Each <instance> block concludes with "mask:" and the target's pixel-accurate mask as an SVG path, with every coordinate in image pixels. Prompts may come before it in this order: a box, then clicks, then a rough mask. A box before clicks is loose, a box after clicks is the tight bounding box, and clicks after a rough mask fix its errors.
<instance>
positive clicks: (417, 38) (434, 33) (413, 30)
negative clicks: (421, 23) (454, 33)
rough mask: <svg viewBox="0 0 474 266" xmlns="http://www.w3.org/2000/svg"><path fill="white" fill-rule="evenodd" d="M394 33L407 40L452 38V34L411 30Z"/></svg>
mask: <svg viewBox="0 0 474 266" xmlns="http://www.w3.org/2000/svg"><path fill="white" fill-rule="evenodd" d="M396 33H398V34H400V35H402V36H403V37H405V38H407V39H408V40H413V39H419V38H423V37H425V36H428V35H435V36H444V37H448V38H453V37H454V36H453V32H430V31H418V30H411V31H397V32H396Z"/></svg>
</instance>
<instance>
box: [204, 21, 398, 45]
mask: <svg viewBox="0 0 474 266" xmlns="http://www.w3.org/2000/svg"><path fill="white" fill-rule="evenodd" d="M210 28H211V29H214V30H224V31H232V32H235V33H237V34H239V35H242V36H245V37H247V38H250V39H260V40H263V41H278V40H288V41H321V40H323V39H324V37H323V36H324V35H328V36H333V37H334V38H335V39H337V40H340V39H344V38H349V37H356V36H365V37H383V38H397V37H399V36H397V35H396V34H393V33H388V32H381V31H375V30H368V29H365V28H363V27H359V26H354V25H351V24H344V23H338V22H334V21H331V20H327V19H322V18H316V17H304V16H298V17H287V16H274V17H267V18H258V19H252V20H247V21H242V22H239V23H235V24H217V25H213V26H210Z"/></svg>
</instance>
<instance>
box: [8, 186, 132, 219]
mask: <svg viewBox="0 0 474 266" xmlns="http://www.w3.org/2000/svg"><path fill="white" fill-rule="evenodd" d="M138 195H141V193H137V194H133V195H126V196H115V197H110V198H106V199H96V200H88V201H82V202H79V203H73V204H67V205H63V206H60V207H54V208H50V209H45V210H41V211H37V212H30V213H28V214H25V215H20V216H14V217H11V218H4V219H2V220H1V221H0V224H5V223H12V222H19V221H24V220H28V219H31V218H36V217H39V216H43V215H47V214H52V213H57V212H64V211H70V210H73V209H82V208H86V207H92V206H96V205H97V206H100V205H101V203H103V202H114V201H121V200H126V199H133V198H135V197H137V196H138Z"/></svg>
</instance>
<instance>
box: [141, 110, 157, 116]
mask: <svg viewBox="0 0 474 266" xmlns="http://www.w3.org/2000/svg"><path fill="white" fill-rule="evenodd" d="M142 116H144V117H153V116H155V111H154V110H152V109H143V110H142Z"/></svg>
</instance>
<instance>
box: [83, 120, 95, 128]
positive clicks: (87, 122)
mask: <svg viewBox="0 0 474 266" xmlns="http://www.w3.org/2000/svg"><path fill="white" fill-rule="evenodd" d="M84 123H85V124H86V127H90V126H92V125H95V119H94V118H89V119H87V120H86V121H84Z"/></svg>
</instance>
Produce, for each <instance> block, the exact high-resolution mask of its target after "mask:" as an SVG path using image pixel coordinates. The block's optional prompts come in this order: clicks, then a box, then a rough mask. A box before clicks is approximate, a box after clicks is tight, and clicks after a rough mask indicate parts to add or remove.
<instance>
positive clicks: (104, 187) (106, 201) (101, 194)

------------------------------

--- WHAT TO DO ---
Search the entries for the word "before", then gather every line that has it.

--- ANSWER TO THIS PROBLEM ---
Each <instance> block concludes with "mask:" and the target's pixel-accurate mask as an SVG path, with every coordinate in image pixels. Prompts may come before it in this order: a box, then clicks, then a rough mask. A box before clicks is loose, a box after clicks is the tight bounding box, and clicks after a rough mask fix its errors.
Produce, for each <instance> block, the exact high-resolution mask of its target after "mask:" as an SVG path using image pixel coordinates. The block's optional prompts come in this order: clicks, then a box, then a rough mask. A box before clicks is approximate, a box after clicks is tight, and clicks after a rough mask indicate parts to add or remove.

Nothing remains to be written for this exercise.